** Study text follows **
Activity 2
Objective: Cluster Analysis for samples (arrays, individuals,….)
Data: RNA-Seq data of 30 Breast Invasive Carcinoma (BRCA) samples taken from The Cancer Genome Atlas (TCGA) data portal. Contains 10 normal samples, 20 tumor samples with 2 subtypes (Basal-like and Her2-enriched).
Workflow + questions:
- Open the file “TCGA_265_mod_gene_BRCA_subtype_HER_Basal_Normal.txt” in a text editor and inspect its content. How many genes do we have? Are clear samples for each group?
- Upload your file to Babelomics 5.0. Go to section Expression>Clustering
- Cluster samples for different scenarios:
- UPGMA + Euclidean (square)
- UPGMA + Correlation coeff. (Spearman)
- Which distance parameter is better for proper clustering?
- Repeat the analysis using the same distance parameters and SOTA method:
- SOTA + Euclidean (square)
- SOTA + Correlation coeff. (Spearman)
- Do the results change based on the method or the distance parameter?
- Try to cluster your samples with K-means:
- Set k-value 6 and use Correlation coeff. (Spearman)
- Check the results of K-means.
- Are the results acceptable?
- Is the dendrogram representing any hierarchy between the samples?
- Repeat the previous step with k-value 3:
- Did your result same as previous one?
- Try to cluster your samples with K-means:
- Set k-value 2 and use Correlation coeff. (Spearman).
- Can we say that K-means is good to distinguish tumor from normal?
** End of Study text **
** Extracted information follows **
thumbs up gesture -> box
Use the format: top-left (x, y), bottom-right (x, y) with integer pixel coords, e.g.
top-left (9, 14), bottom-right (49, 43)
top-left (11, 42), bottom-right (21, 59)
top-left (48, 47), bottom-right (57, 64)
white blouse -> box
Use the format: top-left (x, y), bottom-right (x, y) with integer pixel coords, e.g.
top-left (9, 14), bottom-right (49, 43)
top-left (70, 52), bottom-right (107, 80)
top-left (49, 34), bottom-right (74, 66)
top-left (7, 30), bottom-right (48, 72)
** End of Extracted information **
• _What is required_
In the clustering activity, how many of the 30 breast cancer samples are tumor samples?

• _Answer section_
20